▶ **THE PROBLEM**
Look at the entries below and reproduce them exactly.

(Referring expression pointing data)
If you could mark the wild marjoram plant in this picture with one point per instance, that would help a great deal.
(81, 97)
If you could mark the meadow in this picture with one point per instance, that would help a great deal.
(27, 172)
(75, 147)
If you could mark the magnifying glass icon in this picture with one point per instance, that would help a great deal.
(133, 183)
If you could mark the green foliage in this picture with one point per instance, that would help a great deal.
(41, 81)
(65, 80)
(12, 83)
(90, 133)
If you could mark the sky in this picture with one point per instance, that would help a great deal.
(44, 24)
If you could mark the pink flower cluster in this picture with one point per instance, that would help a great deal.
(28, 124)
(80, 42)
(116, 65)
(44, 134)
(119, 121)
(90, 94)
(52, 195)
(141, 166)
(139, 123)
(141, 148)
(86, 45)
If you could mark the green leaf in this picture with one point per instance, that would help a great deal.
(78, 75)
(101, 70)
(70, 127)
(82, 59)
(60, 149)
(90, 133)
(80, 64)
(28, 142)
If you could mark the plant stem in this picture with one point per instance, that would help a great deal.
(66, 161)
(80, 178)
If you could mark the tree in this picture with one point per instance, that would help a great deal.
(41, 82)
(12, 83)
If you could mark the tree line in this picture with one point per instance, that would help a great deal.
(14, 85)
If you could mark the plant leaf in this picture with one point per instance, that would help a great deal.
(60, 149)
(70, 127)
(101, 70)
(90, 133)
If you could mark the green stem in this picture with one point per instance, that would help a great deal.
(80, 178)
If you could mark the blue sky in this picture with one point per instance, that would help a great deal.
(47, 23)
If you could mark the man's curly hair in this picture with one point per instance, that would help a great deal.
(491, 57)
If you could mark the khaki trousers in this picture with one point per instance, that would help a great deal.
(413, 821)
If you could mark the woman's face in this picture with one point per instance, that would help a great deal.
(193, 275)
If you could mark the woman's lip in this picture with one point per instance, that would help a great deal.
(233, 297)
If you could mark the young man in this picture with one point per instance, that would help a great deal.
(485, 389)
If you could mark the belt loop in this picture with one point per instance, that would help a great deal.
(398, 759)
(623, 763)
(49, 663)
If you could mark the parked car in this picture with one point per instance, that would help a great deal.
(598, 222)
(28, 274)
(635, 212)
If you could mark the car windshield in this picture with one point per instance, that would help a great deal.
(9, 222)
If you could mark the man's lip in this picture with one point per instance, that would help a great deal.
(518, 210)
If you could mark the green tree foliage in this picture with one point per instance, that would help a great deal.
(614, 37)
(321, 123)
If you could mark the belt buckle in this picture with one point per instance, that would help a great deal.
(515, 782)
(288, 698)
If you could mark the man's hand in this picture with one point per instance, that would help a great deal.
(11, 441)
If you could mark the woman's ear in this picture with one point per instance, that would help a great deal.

▶ **EXERCISE RESPONSE**
If you could mark the wild marjoram plant in this picture with one point per instance, that would help a great deal.
(81, 97)
If you could mark the meadow in this picture with one point per instance, that would help a great deal.
(27, 172)
(75, 147)
If you could mark the magnifying glass icon in this picture with one point per instance, that would help a great deal.
(133, 183)
If you could mark the green foliage in this picture with one point per instance, that would help a great deal.
(41, 81)
(65, 80)
(12, 83)
(90, 133)
If you could mark the sky in this picture with one point per instance, that would help a great deal.
(44, 24)
If you could mark the pink flower cluster in this picture with one point per instance, that would help a great deal.
(28, 124)
(80, 42)
(116, 65)
(44, 134)
(119, 121)
(90, 94)
(52, 195)
(141, 166)
(139, 123)
(141, 148)
(86, 45)
If you could mark the green leaf in this picture with one point per instance, that would help a great deal.
(78, 75)
(101, 70)
(70, 127)
(82, 59)
(60, 149)
(90, 133)
(80, 64)
(28, 142)
If you could mark the plant stem in this picture with one point per instance, that would help a great deal.
(66, 161)
(80, 178)
If you could mark the tree in this picture with one point per instance, that would help a great deal.
(41, 82)
(12, 83)
If you could mark the tree line in this picture with one point per instance, that would help a great deal.
(14, 85)
If you could mark the plant leaf in this picture with one point per instance, that would help a great deal.
(60, 149)
(70, 127)
(101, 70)
(90, 133)
If you could mark the green stem in this picture with one point per instance, that would help a great deal.
(80, 178)
If you could mark the blue sky in this picture with one point per instance, that would help a great deal.
(47, 23)
If you could mark the man's curly hair in this picture with one point per instance, that would help a great deal.
(491, 57)
If you could mark the khaki trousers in this picture with one point per instance, that would help a great deal.
(413, 821)
If you could mark the woman's face in this picture with one point per instance, that would help a great deal.
(193, 275)
If you could mark the woman's lip in this picture with one point per instance, that would help a great deal.
(233, 297)
If you could mark the young man in this picture with one point per instance, that would help a great deal.
(485, 389)
If you could mark the belt loop in this picture with one point per instance, that would help a great deal.
(398, 759)
(623, 763)
(49, 663)
If you could mark the parked car in this picture with one point per instance, that would help a great deal.
(598, 222)
(28, 274)
(635, 212)
If you could mark the car windshield in this picture with one point per instance, that would help a great deal.
(9, 222)
If you could mark the man's lip in this picture with one point per instance, that would help a great deal.
(518, 210)
If you could mark the green tree foliage in this picture with one point per instance, that would help a great deal.
(614, 37)
(321, 123)
If you could mark the belt buckle in this picture with one point per instance, that would help a great deal.
(515, 782)
(288, 698)
If you could mark the man's hand in this picture with one point per instance, that would help a great deal.
(11, 441)
If you could mark the woman's ear in this picture with one point per instance, that would help a great deal.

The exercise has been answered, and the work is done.